PROBLEM STATEMENT: For the material below, return exactly the lines starting at the one holding "Where can the stone steps" and ending at the one holding "Target: stone steps", counting both as part of the range.

DATA FOR THIS EXERCISE:
::::::

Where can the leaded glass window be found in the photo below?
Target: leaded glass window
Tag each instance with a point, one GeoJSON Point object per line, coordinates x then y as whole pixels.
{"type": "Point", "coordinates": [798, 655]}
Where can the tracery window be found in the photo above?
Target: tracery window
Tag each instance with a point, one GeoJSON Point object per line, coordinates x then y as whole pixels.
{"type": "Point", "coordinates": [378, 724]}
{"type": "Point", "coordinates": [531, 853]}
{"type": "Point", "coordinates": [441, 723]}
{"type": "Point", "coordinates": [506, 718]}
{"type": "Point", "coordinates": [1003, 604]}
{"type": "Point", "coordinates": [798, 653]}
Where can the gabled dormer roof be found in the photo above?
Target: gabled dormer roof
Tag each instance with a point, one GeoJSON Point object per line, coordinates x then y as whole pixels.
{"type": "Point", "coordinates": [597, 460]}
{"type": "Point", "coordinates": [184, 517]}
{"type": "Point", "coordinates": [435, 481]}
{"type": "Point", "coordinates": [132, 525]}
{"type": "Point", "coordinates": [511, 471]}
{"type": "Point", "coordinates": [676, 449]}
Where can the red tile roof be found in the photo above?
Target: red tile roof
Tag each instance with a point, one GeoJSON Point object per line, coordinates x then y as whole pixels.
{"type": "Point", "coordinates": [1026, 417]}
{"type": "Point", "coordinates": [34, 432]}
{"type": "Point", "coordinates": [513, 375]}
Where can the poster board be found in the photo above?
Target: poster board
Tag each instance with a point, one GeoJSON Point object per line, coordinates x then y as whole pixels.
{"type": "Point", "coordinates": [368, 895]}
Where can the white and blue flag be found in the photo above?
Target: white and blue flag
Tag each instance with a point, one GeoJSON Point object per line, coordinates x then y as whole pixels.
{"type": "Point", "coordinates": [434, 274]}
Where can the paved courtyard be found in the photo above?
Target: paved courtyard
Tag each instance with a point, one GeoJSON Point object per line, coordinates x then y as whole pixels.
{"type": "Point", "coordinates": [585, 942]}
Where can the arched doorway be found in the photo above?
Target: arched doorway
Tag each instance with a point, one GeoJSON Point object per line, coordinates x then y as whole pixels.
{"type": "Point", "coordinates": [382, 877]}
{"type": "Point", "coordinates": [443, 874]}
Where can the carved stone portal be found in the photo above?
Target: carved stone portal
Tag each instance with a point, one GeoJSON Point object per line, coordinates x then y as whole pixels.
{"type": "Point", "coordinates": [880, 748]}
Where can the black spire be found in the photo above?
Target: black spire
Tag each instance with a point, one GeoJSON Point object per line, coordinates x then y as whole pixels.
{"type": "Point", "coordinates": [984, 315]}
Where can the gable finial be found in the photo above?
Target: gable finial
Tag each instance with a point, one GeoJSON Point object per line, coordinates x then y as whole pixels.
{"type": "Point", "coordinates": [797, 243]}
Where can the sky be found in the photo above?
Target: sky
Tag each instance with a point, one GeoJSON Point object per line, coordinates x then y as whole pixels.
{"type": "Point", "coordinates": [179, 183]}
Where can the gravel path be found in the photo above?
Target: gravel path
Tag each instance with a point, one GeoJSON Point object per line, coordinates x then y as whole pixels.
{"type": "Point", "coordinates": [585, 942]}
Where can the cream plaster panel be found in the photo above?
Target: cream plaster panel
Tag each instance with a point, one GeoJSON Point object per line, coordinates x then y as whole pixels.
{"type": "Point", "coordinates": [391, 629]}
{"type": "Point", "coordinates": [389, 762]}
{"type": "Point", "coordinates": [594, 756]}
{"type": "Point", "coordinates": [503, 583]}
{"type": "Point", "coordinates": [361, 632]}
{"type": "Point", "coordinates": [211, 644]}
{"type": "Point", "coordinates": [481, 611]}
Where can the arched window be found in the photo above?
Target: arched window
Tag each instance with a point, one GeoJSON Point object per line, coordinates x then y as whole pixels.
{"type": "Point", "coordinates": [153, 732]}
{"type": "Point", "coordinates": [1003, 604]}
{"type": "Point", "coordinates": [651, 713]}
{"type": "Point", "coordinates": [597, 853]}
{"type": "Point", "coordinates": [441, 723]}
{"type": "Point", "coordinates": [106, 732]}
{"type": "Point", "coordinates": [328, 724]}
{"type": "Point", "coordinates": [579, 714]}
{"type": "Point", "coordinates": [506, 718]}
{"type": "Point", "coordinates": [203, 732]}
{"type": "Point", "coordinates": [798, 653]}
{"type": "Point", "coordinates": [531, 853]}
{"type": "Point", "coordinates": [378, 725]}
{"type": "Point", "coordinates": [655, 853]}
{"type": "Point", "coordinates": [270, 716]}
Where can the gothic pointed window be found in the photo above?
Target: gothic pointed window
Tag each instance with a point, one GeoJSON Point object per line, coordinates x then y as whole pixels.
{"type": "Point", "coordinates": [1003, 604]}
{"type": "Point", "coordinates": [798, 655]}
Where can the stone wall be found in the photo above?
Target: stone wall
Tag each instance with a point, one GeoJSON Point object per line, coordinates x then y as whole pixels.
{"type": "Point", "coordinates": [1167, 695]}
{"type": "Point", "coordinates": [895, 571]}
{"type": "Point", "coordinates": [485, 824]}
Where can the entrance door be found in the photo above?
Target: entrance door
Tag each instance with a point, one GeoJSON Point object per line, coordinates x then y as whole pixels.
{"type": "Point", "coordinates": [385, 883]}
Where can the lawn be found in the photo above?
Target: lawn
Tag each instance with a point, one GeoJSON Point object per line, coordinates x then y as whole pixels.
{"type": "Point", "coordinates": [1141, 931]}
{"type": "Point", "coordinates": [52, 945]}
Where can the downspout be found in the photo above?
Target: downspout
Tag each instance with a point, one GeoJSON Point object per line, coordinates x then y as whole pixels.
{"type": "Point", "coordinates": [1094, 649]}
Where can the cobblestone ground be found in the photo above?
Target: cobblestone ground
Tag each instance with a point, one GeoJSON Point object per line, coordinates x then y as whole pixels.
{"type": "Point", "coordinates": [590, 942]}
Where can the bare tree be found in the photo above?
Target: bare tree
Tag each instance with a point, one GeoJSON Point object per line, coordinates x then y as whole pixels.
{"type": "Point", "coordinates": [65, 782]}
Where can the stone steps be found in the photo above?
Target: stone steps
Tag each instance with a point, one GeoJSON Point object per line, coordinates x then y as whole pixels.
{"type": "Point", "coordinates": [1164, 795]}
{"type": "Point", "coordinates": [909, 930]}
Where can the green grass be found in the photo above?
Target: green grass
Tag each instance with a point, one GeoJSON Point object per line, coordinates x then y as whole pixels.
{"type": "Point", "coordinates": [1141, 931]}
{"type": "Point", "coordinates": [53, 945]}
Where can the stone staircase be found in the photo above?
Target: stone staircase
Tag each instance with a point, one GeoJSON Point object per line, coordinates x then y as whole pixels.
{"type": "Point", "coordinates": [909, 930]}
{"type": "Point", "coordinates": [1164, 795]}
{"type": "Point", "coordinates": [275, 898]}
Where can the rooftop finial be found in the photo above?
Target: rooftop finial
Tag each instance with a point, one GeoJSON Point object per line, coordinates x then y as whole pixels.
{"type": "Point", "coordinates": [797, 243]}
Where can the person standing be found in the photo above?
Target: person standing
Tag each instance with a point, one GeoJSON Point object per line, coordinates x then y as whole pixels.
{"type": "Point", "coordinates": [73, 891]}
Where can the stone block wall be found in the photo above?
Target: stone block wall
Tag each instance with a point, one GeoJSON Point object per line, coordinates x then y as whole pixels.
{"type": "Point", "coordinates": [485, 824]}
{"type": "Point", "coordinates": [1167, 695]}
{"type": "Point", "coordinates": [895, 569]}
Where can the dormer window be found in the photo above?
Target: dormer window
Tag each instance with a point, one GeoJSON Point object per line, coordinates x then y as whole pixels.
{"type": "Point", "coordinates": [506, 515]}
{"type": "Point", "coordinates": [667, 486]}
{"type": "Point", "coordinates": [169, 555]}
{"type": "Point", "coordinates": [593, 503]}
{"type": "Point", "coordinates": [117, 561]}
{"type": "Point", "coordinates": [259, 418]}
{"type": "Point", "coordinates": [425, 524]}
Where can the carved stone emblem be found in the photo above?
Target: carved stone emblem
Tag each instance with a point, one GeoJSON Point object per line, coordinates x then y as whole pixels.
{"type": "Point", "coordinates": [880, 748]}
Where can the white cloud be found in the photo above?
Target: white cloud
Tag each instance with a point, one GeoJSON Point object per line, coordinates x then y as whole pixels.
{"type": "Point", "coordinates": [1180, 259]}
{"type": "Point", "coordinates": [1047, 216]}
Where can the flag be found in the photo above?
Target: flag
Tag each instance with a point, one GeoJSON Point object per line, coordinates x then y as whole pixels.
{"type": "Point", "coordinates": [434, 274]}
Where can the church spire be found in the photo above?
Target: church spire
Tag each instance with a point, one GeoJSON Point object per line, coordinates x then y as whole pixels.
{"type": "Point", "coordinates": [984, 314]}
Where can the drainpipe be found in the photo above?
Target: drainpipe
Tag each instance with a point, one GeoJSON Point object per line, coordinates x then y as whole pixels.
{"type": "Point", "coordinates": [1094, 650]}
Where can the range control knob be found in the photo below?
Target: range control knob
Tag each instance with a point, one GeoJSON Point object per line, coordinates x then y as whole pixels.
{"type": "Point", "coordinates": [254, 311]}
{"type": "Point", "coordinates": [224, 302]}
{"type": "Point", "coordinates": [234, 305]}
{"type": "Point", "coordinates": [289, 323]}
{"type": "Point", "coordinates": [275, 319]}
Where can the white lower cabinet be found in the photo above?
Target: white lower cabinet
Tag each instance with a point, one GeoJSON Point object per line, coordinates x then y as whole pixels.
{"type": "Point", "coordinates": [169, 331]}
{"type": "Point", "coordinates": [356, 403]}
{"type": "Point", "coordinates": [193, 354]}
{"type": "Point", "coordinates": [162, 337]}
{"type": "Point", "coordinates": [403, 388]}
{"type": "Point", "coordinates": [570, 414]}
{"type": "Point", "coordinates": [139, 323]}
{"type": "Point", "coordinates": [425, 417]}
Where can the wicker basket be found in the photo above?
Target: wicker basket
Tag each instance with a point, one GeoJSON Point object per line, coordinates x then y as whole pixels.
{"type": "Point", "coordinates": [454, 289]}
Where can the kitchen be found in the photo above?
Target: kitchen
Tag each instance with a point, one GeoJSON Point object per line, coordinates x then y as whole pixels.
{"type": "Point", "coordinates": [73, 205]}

::::::

REPLY:
Where can the stone steps be found in the photo above?
Target: stone steps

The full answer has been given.